**PROBLEM DESCRIPTION:**
Every record below should be transcribed exactly. Omit the images.

Image point grounding data:
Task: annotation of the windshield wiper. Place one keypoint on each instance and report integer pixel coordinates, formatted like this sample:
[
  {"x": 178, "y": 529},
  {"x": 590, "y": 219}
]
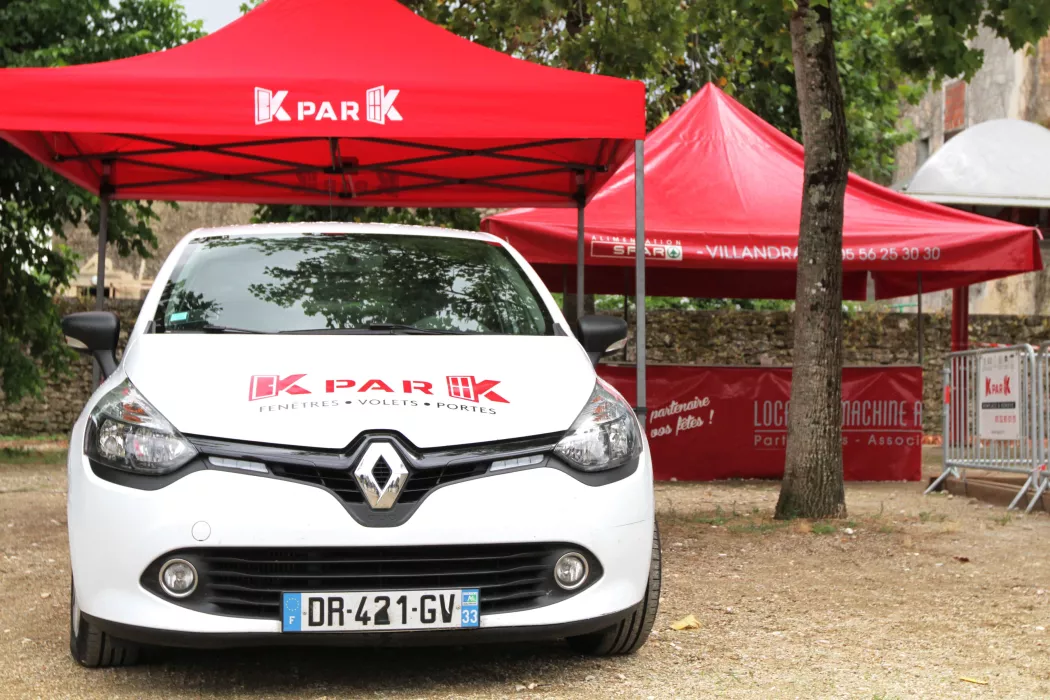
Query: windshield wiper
[
  {"x": 209, "y": 327},
  {"x": 375, "y": 327}
]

**OUTPUT FOR THIS EXERCISE:**
Task: annotation of the windshield wiper. Place one keypoint on each instance and report integer pixel coordinates, formatted like this sample:
[
  {"x": 178, "y": 529},
  {"x": 590, "y": 219}
]
Query: windshield wiper
[
  {"x": 209, "y": 327},
  {"x": 375, "y": 327}
]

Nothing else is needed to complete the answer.